● **Selected passage**:
.....

Insurers consult with catastrophe modeling firms to access data depicting possible outcomes of an event. These models help companies assess and price the risk of insuring property. After Ian, insured loss calculations by various firms total between $46.6 billion and $74 billion, making Ian one of the costliest storms in Florida’s history, during a time when supply chain issues and inflation are driving repair costs up.

A shifting climate is raising the cost of living in disaster-prone regions. “Some people have been [in their properties] for 20 or 30 years or more, and the hazard has shifted underneath their feet,” says Mark Bove, a meteorologist and senior vice president of natural catastrophe solutions at Munich Reinsurance America. “With rising sea levels and the potential for more intense hurricanes, the risk and cost of living along the coast is increasing.”

Insurers must also collect premiums that reflect the risk of living in vulnerable places, such as the Florida coast, to remain solvent. Unfortunately, the rising price of insurance becomes another financial burden to those who live in the path of future hurricanes.

.....

● **Tasks to perform**:
A) In one to three sentences, explain why the passage on hurricane insurance costs says insurers must collect premiums that reflect the risk of living in places such as the Florida coast.
B) Write a continuation of the passage on hurricane insurance costs, starting after its final sentence.
The entries play no part in the work on the passage about hurricane insurance costs.

● **Provided records**:
.....

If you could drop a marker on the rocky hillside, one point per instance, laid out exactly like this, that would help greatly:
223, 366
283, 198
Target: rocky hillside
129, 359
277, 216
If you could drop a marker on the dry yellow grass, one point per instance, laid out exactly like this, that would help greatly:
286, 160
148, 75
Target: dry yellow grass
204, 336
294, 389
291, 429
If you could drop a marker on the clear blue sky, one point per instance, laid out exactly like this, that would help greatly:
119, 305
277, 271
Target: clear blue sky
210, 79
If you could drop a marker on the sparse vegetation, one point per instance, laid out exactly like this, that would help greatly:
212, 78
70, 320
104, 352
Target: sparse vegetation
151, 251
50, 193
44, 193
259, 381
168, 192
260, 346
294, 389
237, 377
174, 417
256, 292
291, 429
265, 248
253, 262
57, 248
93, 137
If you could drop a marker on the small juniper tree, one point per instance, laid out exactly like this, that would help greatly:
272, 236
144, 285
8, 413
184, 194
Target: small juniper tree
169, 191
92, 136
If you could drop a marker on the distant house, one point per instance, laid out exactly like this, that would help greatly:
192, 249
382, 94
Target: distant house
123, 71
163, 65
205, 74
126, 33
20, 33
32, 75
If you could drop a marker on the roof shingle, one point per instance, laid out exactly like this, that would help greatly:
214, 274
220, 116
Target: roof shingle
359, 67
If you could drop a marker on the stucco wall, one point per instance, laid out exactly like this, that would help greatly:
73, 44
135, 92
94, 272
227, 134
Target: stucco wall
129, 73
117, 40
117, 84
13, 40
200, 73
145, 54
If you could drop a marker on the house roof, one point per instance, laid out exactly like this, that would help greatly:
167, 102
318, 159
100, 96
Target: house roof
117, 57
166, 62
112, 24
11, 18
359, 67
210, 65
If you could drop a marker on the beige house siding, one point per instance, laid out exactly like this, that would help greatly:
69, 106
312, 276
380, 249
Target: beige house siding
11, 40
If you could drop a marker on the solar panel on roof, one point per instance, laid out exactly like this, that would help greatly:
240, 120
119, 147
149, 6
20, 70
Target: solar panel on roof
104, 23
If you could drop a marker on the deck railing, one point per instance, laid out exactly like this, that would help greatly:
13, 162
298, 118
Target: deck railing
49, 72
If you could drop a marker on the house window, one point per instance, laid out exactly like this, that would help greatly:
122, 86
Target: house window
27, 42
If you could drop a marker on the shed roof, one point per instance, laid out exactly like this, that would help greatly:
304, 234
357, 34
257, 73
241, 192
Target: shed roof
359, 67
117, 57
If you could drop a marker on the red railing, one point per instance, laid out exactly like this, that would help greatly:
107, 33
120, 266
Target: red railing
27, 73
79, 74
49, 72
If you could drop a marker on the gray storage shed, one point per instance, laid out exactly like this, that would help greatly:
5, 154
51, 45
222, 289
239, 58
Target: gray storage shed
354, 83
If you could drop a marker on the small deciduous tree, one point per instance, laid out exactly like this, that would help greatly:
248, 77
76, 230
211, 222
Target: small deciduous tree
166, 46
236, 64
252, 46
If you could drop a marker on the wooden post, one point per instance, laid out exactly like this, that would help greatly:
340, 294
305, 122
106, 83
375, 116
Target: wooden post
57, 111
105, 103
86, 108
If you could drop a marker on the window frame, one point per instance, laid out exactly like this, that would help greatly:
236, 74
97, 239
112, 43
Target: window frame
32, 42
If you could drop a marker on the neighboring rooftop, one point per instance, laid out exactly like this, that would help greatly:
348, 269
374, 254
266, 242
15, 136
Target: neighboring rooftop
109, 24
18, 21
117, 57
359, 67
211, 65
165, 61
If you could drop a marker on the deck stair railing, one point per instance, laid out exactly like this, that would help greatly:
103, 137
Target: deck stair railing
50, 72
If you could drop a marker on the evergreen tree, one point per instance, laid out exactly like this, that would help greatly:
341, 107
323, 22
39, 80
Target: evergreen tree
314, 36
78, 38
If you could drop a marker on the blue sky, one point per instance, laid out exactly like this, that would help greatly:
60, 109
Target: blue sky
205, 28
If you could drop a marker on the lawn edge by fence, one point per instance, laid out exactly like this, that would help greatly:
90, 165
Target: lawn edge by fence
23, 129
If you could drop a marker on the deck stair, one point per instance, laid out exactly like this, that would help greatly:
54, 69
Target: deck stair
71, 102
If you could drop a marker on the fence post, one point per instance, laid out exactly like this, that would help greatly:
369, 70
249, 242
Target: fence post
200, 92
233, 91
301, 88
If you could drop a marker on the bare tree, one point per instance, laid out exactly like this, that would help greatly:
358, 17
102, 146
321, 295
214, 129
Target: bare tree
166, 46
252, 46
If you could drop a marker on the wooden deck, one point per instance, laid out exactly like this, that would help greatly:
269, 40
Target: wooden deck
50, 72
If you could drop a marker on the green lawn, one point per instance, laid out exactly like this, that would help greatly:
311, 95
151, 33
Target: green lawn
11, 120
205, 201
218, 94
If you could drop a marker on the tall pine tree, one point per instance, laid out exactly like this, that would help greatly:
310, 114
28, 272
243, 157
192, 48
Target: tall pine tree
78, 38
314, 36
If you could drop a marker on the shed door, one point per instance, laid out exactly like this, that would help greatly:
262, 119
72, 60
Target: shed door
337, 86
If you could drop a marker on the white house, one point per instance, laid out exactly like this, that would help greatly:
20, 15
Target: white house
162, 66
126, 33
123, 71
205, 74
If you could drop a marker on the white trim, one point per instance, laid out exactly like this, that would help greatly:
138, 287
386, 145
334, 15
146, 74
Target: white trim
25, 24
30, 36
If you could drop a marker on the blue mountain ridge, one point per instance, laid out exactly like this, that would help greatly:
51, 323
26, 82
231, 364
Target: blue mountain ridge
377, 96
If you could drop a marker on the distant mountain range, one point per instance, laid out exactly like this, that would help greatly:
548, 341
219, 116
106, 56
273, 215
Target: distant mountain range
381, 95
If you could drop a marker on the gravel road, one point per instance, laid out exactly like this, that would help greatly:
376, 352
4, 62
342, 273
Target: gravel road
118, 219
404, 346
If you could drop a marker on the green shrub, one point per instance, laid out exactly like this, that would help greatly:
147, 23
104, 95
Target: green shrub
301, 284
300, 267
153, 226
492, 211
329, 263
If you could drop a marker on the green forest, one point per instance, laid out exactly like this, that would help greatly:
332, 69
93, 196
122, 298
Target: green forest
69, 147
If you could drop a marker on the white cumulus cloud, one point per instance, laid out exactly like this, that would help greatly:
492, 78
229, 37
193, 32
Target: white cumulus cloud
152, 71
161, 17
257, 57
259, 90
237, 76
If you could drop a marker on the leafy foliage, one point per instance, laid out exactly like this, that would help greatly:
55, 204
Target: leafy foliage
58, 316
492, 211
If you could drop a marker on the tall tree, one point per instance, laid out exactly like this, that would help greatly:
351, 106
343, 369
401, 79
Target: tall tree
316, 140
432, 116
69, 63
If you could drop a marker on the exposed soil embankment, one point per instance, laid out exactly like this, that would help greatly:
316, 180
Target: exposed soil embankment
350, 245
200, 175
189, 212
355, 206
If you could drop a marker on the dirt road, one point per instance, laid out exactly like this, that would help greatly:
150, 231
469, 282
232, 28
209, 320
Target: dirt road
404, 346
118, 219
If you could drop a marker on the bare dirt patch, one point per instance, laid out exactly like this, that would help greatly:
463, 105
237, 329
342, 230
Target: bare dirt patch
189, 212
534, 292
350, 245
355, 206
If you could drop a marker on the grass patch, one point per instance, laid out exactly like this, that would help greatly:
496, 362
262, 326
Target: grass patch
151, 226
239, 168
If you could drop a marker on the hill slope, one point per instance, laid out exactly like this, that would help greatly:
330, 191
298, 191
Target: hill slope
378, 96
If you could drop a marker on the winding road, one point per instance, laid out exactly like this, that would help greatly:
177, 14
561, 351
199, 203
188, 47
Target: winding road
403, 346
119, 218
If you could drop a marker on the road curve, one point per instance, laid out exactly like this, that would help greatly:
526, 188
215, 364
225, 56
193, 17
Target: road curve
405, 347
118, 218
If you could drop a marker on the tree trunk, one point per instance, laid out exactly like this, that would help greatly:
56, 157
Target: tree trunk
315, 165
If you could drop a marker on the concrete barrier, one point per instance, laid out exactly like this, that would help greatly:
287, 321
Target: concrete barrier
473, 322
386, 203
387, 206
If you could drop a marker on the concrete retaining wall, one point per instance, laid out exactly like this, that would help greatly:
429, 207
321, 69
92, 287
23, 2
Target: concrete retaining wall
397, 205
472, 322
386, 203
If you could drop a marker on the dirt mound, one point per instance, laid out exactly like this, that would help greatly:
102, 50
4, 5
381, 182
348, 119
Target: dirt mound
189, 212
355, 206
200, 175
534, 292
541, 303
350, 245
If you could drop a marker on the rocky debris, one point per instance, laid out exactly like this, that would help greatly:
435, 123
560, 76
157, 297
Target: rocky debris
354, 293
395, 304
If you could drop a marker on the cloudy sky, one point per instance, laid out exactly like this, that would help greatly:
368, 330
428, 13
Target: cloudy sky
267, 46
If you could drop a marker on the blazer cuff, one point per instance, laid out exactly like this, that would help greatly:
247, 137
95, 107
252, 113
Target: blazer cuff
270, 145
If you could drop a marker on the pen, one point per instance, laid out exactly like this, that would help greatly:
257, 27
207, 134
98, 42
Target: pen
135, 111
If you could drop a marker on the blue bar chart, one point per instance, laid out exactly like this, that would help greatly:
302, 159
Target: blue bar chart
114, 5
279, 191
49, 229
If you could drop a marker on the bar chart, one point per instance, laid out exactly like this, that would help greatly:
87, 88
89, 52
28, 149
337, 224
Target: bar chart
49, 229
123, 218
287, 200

.....

● **Task answers**:
A) Insurers must collect premiums that reflect the risk of living in vulnerable places so that they can remain solvent.

B)
Forecasting a hurricane’s footprint

In 1992, category five Hurricane Andrew caused widespread destruction in Florida, Louisiana and the Bahamas. “The losses were ten times what the [insurance] industry had prepared for,” says Larsen. The storm was a catalyst for widespread adoption of more sophisticated catastrophe models that incorporate more statistics and run at higher resolutions, and can factor in incremental changes that may contribute to higher risk, such as sea-level rise. These models also separate the components of a hurricane — wind, flooding and storm surge — and help insurers understand loss from all three types of damage.

Firms such as KatRisk and CoreLogic build models to help companies understand the risks involved in insuring or building properties prone to certain perils. They don’t offer evacuation warnings or weather predictions. Catastrophe models can catalog the likelihood of a hurricane arriving at a given location in the next year, using historical data and manifestations of plausible hurricanes that haven’t happened yet. “They let us look more broadly as to what type of rare events might actually happen,” says Kelly Hereid, director of catastrophe research and development at Liberty Mutual.

Clients can use the models to understand the risk of these events for individual properties, because they include data about the built environment, says Hereid.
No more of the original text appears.